### WORK TASK
Below are the records; copy each line in which "sedan" can be found.

### RAW DATA

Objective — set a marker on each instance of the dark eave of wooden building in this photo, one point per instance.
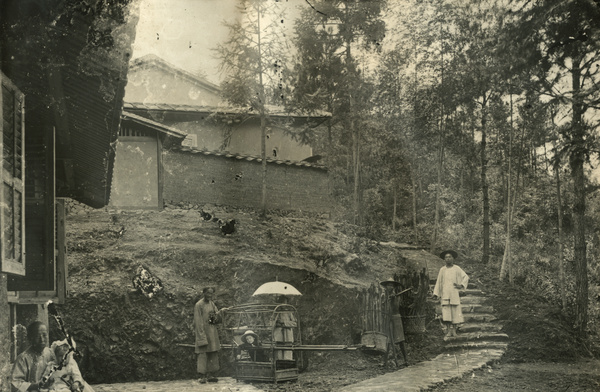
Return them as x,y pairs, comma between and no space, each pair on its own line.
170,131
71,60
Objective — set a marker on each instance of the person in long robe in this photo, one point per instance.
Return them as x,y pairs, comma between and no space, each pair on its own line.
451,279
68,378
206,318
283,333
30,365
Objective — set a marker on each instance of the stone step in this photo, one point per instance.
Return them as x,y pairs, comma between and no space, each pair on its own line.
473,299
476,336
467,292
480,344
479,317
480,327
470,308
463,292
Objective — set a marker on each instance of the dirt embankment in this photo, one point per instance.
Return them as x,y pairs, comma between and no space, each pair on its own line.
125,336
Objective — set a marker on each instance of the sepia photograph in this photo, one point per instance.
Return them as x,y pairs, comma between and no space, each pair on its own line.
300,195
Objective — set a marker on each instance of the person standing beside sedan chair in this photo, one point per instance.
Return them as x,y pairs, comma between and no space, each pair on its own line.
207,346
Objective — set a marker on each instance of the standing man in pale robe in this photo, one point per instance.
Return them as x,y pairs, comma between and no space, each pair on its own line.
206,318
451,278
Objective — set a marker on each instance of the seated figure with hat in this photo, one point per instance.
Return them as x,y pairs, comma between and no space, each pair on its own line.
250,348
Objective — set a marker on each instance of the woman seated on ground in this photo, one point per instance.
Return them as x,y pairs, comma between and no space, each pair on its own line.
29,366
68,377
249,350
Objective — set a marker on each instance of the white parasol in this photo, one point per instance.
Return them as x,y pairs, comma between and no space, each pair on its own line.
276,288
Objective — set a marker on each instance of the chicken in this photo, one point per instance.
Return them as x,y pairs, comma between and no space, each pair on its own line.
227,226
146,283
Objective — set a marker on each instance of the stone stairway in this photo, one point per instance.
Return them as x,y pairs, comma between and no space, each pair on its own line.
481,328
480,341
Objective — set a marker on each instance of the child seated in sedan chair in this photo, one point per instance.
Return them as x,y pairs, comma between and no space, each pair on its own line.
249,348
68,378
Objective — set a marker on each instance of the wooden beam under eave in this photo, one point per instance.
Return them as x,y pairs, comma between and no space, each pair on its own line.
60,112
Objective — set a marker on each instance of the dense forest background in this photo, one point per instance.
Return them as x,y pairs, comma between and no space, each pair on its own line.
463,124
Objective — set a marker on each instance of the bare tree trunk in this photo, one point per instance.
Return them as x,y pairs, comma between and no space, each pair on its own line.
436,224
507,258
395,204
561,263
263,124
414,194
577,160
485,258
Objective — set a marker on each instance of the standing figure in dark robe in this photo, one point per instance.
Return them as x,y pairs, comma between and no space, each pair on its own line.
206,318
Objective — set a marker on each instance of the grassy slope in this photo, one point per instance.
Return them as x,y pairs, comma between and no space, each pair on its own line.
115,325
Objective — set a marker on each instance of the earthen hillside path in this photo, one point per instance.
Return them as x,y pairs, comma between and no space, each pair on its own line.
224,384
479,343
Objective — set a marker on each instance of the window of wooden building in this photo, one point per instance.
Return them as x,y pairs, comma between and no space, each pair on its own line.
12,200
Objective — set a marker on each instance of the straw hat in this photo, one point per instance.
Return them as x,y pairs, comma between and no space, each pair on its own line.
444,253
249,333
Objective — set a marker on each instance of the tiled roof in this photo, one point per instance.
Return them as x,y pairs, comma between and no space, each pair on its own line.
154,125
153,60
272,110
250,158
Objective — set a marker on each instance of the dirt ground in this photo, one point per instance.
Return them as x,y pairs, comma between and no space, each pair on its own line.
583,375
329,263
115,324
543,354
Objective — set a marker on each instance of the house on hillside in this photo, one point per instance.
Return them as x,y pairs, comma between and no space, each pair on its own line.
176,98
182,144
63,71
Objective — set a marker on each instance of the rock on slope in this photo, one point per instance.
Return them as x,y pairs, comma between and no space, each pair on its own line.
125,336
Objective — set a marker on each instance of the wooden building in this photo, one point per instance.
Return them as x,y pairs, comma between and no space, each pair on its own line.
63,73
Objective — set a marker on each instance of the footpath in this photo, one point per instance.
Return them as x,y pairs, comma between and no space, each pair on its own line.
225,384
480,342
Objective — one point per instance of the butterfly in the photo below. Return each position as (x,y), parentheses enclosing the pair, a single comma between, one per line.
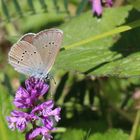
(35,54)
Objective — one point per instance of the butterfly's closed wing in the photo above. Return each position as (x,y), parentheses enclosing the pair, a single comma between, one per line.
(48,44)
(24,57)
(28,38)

### ANSWER BELOW
Objective — set a marker on each instance of the person standing beside sedan chair in this photo, one point per instance.
Objective — set a marker on each instance of the child seated in sedan chair in this photo, one point per instance.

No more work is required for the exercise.